→ **Problem requirements**: Please reproduce the data in full, exactly as it stands.
----
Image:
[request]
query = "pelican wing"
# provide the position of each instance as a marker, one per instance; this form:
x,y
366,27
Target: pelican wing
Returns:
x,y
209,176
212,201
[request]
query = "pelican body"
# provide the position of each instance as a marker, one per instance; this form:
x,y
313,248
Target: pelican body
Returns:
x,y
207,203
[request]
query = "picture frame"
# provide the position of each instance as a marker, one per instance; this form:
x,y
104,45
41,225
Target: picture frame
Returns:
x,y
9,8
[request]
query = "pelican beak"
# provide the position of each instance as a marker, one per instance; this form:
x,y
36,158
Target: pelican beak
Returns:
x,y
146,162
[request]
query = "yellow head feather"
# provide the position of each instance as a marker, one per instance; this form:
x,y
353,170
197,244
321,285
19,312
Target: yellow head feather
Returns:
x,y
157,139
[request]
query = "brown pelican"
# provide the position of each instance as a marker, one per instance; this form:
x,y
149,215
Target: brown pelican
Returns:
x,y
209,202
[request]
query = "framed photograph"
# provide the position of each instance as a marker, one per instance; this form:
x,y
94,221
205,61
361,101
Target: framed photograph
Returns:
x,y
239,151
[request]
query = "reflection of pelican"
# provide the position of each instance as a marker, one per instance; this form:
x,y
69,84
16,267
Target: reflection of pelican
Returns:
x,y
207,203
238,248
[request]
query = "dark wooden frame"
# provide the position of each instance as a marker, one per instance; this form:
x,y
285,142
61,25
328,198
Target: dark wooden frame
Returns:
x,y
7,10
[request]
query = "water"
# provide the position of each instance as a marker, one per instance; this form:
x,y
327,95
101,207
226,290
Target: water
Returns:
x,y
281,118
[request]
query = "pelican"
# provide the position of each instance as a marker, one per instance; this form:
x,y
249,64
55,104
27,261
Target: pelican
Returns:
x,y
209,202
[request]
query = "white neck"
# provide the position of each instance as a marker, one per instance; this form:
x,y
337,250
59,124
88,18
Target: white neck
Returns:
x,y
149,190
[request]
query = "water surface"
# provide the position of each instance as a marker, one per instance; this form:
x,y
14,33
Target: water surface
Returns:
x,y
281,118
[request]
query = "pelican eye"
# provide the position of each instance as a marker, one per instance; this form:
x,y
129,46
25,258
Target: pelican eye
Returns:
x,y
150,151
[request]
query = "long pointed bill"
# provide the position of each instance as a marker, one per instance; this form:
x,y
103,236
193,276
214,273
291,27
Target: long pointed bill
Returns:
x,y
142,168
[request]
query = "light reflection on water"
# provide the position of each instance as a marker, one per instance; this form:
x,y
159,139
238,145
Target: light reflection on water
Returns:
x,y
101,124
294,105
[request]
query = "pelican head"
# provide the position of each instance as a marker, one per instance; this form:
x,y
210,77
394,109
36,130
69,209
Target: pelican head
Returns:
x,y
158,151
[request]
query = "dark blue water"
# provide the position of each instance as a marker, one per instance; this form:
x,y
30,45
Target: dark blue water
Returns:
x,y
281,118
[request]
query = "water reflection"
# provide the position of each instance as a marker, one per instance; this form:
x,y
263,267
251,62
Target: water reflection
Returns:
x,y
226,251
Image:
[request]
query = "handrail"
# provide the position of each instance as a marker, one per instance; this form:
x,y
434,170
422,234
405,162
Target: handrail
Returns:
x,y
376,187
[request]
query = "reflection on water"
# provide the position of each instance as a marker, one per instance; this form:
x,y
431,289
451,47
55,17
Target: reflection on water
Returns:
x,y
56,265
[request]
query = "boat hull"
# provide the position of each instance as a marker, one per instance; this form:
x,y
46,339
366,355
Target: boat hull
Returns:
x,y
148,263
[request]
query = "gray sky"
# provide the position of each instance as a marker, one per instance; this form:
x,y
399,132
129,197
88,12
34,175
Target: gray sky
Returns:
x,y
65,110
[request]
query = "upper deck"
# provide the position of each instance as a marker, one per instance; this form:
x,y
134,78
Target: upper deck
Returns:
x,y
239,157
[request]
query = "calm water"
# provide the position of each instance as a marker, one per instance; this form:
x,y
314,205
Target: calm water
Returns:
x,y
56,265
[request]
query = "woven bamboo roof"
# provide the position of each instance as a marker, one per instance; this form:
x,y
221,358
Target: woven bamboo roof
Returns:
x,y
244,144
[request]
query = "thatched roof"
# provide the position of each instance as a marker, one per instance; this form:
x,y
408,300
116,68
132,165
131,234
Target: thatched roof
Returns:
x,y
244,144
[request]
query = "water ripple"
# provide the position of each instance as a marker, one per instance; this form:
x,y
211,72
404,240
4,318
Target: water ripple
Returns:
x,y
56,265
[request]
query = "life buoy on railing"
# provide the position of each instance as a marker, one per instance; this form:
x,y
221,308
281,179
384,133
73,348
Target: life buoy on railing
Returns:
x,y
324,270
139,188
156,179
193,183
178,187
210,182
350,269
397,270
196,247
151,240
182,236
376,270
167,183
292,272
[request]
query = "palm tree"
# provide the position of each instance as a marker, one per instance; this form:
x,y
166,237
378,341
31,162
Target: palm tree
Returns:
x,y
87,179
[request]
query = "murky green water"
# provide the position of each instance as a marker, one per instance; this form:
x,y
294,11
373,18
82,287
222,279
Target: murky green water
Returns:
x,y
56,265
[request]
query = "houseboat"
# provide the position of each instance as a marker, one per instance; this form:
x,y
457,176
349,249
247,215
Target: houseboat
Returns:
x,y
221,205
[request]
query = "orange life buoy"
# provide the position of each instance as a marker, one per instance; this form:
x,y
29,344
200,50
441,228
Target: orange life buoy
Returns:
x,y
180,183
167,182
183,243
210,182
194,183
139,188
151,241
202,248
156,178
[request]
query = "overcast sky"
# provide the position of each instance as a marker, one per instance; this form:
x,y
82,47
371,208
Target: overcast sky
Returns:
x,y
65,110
----
→ **Result of the exercise**:
Image:
[request]
query = "pelican wing"
# provide the position of each instance as a marker, one per instance; this form:
x,y
366,27
Target: pelican wing
Returns:
x,y
209,176
212,201
[request]
query = "pelican body"
# provide the position of each instance as a marker, one per instance; this form:
x,y
313,248
Target: pelican body
Returns:
x,y
207,203
[request]
query = "picture frame"
# provide the position of each instance as a marker, one per instance; this form:
x,y
104,45
41,225
Target: picture frame
Returns:
x,y
9,8
[request]
query = "pelican beak"
# provide the position of each instance as a marker, one per instance; this form:
x,y
36,158
Target: pelican beak
Returns:
x,y
146,162
[request]
query = "yellow head feather"
# provide the position of each instance as a marker, one per instance; this form:
x,y
353,170
197,244
321,285
19,312
Target: yellow head feather
Returns:
x,y
157,139
[request]
query = "brown pelican"
# provide the position of each instance as a marker, one per instance; this form:
x,y
149,215
Target: brown pelican
Returns:
x,y
209,202
[request]
query = "framed photograph"
# provide the position of each instance as a marker, one per instance; this form:
x,y
94,221
205,61
361,101
Target: framed photograph
Returns:
x,y
239,151
[request]
query = "reflection of pelican"
# provide the position of each instance as a marker, one per instance; this form:
x,y
69,84
16,267
Target: reflection of pelican
Returns:
x,y
207,203
238,248
[request]
query = "dark wooden frame"
# provide the position of each instance as a marker, one per instance; this form:
x,y
285,142
61,25
328,198
Target: dark wooden frame
Returns:
x,y
7,10
[request]
query = "water"
# provide the position of each instance as a marker, one per instance; this form:
x,y
327,95
101,207
226,290
Target: water
Returns:
x,y
281,118
[request]
query = "pelican"
# provide the position of each instance as a marker, one per instance; this form:
x,y
249,64
55,104
27,261
Target: pelican
Returns:
x,y
209,202
[request]
query = "white neck"
# provide the position of each instance as a marker, one per instance; this form:
x,y
337,250
59,124
88,18
Target: white neck
Returns:
x,y
149,190
[request]
query = "water surface"
# provide the position of each instance as a marker, one per instance; this form:
x,y
14,33
Target: water surface
Returns:
x,y
281,118
[request]
query = "pelican eye"
# provide the position of each instance as a marker, one per instance; this form:
x,y
129,46
25,258
Target: pelican eye
Returns:
x,y
150,151
[request]
query = "long pointed bill"
# provide the position of each instance as a marker, one per instance; this form:
x,y
103,236
193,276
214,273
291,27
Target: long pointed bill
Returns:
x,y
142,168
[request]
query = "light reflection on water"
# provide the position of each instance as a marker, one per instance; this form:
x,y
159,139
238,145
Target: light reflection on water
Returns:
x,y
101,124
294,105
[request]
query = "pelican head"
# provide the position of each instance as a marker, one per instance; this form:
x,y
210,77
394,109
36,130
69,209
Target: pelican head
Returns:
x,y
158,151
[request]
query = "dark blue water"
# provide the position of each instance as a marker, one per instance; this form:
x,y
30,45
Target: dark blue water
Returns:
x,y
281,118
[request]
query = "water reflection"
# provide the position of each instance as a marker, one per instance; this form:
x,y
263,267
251,62
Target: water reflection
Returns:
x,y
226,251
Image:
[request]
query = "handrail"
# provide the position of each instance as a marker, one per instance; this form:
x,y
434,170
422,234
405,162
Target: handrail
Returns:
x,y
376,187
[request]
query = "reflection on water"
# provide the position of each instance as a marker, one per instance; this form:
x,y
431,289
451,47
55,17
Target: reflection on water
Returns:
x,y
56,265
[request]
query = "boat hull"
# provide the position of each instance as a marker, one per instance; this form:
x,y
46,339
366,355
Target: boat hull
Returns:
x,y
148,263
[request]
query = "gray sky"
# provide the position of each instance as a marker, one per instance; this form:
x,y
399,132
129,197
88,12
34,175
Target: gray sky
Returns:
x,y
65,110
[request]
query = "upper deck"
# provide the position of each instance as a marker, one per instance; this form:
x,y
134,78
Target: upper deck
Returns:
x,y
239,157
[request]
query = "calm water"
# provide the position of each instance as a marker, one per instance; this form:
x,y
314,205
Target: calm water
Returns:
x,y
56,265
[request]
query = "woven bamboo roof"
# provide the position of each instance as a marker, one per instance; this form:
x,y
221,358
Target: woven bamboo roof
Returns:
x,y
244,144
[request]
query = "thatched roof"
# provide the position of each instance as a marker, one per instance; this form:
x,y
408,300
116,68
132,165
131,234
Target: thatched roof
Returns:
x,y
244,144
[request]
query = "water ripple"
# provide the position of each instance as a marker, one per instance; this form:
x,y
211,72
404,240
4,318
Target: water ripple
Returns:
x,y
56,265
[request]
query = "life buoy on railing"
# provide the position of each instance as a marker, one per instance; this form:
x,y
221,308
281,179
384,133
73,348
Target: life buoy on railing
Returns:
x,y
324,270
139,188
156,179
193,183
178,187
210,182
350,269
397,270
196,247
151,240
182,236
376,270
167,183
292,272
[request]
query = "palm tree"
# provide the position of each instance as a marker, one per instance; this form:
x,y
166,237
378,341
31,162
Target: palm tree
Returns:
x,y
87,179
[request]
query = "murky green water"
# provide the position of each instance as a marker, one per instance; this form:
x,y
294,11
373,18
82,287
222,279
Target: murky green water
Returns:
x,y
56,265
[request]
query = "houseboat"
# provide the position of each instance as a marker, one per instance; this form:
x,y
457,176
349,249
247,215
Target: houseboat
Returns:
x,y
221,205
[request]
query = "orange life buoy"
# provide the position of each instance as a marker, one per instance; this form:
x,y
29,344
200,50
441,228
Target: orange life buoy
Returns:
x,y
180,183
167,182
183,243
210,182
194,183
139,188
151,241
202,248
156,178
[request]
query = "overcast sky"
# provide the position of each instance as a marker, one per instance; this form:
x,y
82,47
371,208
Target: overcast sky
Returns:
x,y
65,110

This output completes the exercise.